• REQUIRED ACTION: Restate the records so that not a single word differs.

Extracted records
━━━━━━━━━━
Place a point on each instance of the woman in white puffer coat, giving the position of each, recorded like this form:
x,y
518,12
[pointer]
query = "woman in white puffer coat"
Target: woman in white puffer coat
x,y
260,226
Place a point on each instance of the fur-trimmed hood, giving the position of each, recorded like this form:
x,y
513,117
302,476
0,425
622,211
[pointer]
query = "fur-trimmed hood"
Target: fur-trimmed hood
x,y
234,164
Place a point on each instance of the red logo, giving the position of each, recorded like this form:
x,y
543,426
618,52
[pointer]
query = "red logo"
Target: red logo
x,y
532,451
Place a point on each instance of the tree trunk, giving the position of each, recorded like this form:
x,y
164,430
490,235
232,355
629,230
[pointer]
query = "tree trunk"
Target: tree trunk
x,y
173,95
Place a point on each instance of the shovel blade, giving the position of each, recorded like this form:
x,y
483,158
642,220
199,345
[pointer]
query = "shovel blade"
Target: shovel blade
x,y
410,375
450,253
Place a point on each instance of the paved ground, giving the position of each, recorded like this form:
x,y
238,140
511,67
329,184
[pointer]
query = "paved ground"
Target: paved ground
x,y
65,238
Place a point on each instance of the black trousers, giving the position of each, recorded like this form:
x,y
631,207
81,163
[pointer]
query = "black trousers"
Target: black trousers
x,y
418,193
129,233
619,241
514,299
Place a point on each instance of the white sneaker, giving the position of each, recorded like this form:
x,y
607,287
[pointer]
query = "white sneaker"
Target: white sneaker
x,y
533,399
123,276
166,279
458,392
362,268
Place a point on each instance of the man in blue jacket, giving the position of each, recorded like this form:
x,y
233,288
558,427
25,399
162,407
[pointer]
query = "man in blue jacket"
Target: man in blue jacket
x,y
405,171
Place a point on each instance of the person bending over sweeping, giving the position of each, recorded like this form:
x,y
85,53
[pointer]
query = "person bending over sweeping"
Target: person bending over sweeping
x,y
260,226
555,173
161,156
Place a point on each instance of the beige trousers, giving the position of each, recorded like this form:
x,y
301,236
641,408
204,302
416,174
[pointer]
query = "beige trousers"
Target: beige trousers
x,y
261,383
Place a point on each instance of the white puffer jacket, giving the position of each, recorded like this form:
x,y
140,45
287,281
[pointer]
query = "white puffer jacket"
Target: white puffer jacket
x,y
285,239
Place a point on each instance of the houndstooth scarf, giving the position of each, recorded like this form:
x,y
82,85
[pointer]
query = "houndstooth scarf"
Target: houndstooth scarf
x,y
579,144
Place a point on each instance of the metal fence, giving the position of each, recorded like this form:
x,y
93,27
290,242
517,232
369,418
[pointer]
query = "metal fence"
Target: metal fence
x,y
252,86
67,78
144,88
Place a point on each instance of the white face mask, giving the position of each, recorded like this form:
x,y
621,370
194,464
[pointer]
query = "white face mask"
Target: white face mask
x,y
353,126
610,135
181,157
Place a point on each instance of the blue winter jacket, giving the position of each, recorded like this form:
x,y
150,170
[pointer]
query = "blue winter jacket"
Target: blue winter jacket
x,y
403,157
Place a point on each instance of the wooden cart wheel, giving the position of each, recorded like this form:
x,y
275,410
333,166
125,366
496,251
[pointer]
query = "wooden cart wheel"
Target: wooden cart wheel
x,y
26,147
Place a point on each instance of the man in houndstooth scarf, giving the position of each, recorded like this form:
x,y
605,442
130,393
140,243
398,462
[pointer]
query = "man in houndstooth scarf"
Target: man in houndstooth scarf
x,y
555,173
━━━━━━━━━━
• REPLY TO THE TASK:
Place a point on each instance of the woman in white puffer coat, giving the position of each, recorded like this form:
x,y
518,12
[pointer]
query = "woman in white puffer coat"
Target: woman in white puffer coat
x,y
260,226
Place a point on each instance of the fur-trimmed hood, giving the position of each, recorded like this form:
x,y
513,117
302,476
0,425
622,211
[pointer]
query = "fur-trimmed hood"
Target: fur-trimmed hood
x,y
234,164
Place a point on each instance of the red logo, giving the position of each, recorded like this form:
x,y
543,426
618,52
[pointer]
query = "red logo"
Target: red logo
x,y
532,451
Place a point on each instance of the tree trunk, giving the position of each, recorded like this form:
x,y
164,430
490,235
232,355
629,230
[pointer]
query = "tree trunk"
Target: tree trunk
x,y
173,95
Place a point on each instance of the shovel blade, giving the position of each, recorded like this form:
x,y
483,158
642,220
199,345
[pointer]
query = "shovel blade"
Target: shovel blade
x,y
410,375
450,253
Place a point on each instance of the paved ground, giving the position of each, recorded like this form:
x,y
238,140
511,67
329,184
[pointer]
query = "paved ground"
Target: paved ground
x,y
65,238
Place a point on each instance of the black trousers, giving the position of each, recorded like this form:
x,y
631,207
81,163
[pointer]
query = "black trousers"
Target: black trousers
x,y
418,193
129,233
619,241
514,299
Place a point on each instance of the white sneaker, giving the position of each, recorded like this form:
x,y
607,287
[pointer]
query = "white sneaker"
Target: white sneaker
x,y
533,399
123,276
166,279
458,392
362,268
Place a point on each instance of the man in blue jacket, giving the position of each, recorded like this form:
x,y
233,288
558,427
25,399
162,407
[pointer]
query = "man in blue jacket"
Target: man in blue jacket
x,y
405,171
Place a point on each instance of the person bending over sweeping, giving the position of each, recorded like this form:
x,y
85,53
[pointer]
query = "person bending over sweeping"
Target: person bending over sweeping
x,y
260,226
555,173
161,156
Place a point on each instance of the beige trousers, giving the position of each, recorded like this form:
x,y
301,236
641,408
204,302
416,174
[pointer]
query = "beige trousers"
Target: beige trousers
x,y
261,383
Place a point on each instance of the white puffer jacket, giving the position of each, recorded like this form:
x,y
140,45
287,281
[pointer]
query = "white puffer jacket"
Target: white puffer jacket
x,y
285,239
Place a point on each instance of the houndstooth scarf, giving the position of each, recorded like this form:
x,y
82,85
[pointer]
query = "houndstooth scarf"
Target: houndstooth scarf
x,y
579,144
Place a point on each instance of the metal fence, giving the position of each, recorded like this form:
x,y
93,27
290,242
517,232
369,418
[pointer]
query = "metal fence"
Target: metal fence
x,y
252,86
67,78
144,88
Place a point on each instance of the white face mask, giving the position of each, recorded like this form:
x,y
621,370
194,464
[pointer]
query = "white face mask"
Target: white face mask
x,y
353,126
610,135
181,157
Place a point on each instance of the blue winter jacket, giving the position of each, recorded like this form:
x,y
150,170
[pointer]
query = "blue winter jacket"
Target: blue winter jacket
x,y
403,157
Place a point on each instance of the wooden cart wheel, giving the position of each, recorded like this form:
x,y
275,410
333,166
125,366
496,251
[pointer]
query = "wooden cart wheel"
Target: wooden cart wheel
x,y
26,147
Place a point on each instance of the man in houndstooth scarf, giving the position of each, recorded like this form:
x,y
605,442
130,393
140,243
398,462
[pointer]
query = "man in houndstooth scarf"
Target: man in houndstooth scarf
x,y
555,173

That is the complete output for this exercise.